+++ Data for processing

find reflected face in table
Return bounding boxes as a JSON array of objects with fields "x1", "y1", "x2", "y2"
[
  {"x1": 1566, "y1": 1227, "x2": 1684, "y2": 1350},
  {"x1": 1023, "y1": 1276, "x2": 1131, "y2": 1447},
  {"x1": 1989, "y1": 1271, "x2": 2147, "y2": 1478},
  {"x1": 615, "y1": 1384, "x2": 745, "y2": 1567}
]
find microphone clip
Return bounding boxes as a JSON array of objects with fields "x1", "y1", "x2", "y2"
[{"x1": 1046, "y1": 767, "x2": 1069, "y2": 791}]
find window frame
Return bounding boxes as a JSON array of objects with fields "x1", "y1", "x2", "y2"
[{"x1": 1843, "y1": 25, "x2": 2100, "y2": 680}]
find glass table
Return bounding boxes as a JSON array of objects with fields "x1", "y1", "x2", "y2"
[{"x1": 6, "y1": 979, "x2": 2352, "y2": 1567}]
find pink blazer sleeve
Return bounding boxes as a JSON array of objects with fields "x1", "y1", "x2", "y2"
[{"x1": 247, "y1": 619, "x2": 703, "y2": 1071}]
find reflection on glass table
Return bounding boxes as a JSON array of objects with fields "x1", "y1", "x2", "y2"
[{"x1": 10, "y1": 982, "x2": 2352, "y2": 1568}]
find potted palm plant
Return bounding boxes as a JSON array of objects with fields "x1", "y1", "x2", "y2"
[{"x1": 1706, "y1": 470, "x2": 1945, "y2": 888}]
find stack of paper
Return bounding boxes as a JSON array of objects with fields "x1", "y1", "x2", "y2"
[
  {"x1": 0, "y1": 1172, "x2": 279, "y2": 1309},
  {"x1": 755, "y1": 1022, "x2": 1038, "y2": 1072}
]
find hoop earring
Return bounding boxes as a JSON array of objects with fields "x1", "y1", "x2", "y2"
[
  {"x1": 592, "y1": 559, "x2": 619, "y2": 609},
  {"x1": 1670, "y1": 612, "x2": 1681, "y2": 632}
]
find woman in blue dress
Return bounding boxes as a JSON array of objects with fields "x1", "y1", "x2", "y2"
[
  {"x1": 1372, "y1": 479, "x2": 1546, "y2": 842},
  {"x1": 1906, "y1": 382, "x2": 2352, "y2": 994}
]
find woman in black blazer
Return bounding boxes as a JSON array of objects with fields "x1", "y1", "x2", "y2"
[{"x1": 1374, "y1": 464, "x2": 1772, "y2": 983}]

++++++

→ **Work required**
Transcribe the data in full, keeping every character.

→ **Result**
find reflected face in table
Return bounding boxes as a JSON array of objects with fields "x1", "y1", "x2", "y2"
[
  {"x1": 1566, "y1": 1227, "x2": 1684, "y2": 1350},
  {"x1": 1023, "y1": 1276, "x2": 1131, "y2": 1447},
  {"x1": 1989, "y1": 1271, "x2": 2147, "y2": 1478},
  {"x1": 615, "y1": 1384, "x2": 745, "y2": 1567}
]
find microphone clip
Return bounding boxes as a JSON array of objects with fields "x1", "y1", "x2", "y2"
[{"x1": 1046, "y1": 767, "x2": 1069, "y2": 791}]
find window frame
Return bounding boxes as a JSON array of objects with fields "x1", "y1", "x2", "y2"
[{"x1": 1843, "y1": 25, "x2": 2100, "y2": 680}]
find glass table
Return bounding boxes as a JSON array of objects with fields "x1", "y1", "x2", "y2"
[{"x1": 6, "y1": 979, "x2": 2352, "y2": 1567}]
find pink blazer sleeve
Return bounding boxes as a JSON array of objects with fields "x1", "y1", "x2", "y2"
[{"x1": 247, "y1": 619, "x2": 703, "y2": 1071}]
find reflection on glass table
Return bounding boxes as a JSON array of objects with fields "x1", "y1", "x2", "y2"
[{"x1": 10, "y1": 982, "x2": 2352, "y2": 1568}]
find potted palm plant
Return bounding boxes as a JSON array of objects with fields "x1", "y1", "x2", "y2"
[{"x1": 1706, "y1": 470, "x2": 1945, "y2": 888}]
find stack of paper
Return bounding boxes as a JSON array of objects with fields "x1", "y1", "x2", "y2"
[
  {"x1": 0, "y1": 1172, "x2": 279, "y2": 1309},
  {"x1": 755, "y1": 1022, "x2": 1038, "y2": 1072}
]
find hoop earring
Return bounding boxes as a JSON array of objects with fields "x1", "y1", "x2", "y2"
[
  {"x1": 592, "y1": 559, "x2": 619, "y2": 609},
  {"x1": 1670, "y1": 612, "x2": 1681, "y2": 632}
]
find woman in blue dress
Return bounding boxes as a JSON array of objects with fields "x1", "y1", "x2", "y2"
[
  {"x1": 1372, "y1": 479, "x2": 1546, "y2": 842},
  {"x1": 1906, "y1": 382, "x2": 2352, "y2": 994}
]
find woman in black blazer
Return bounding boxes as a JSON array of objects with fields "x1", "y1", "x2", "y2"
[{"x1": 1374, "y1": 464, "x2": 1772, "y2": 983}]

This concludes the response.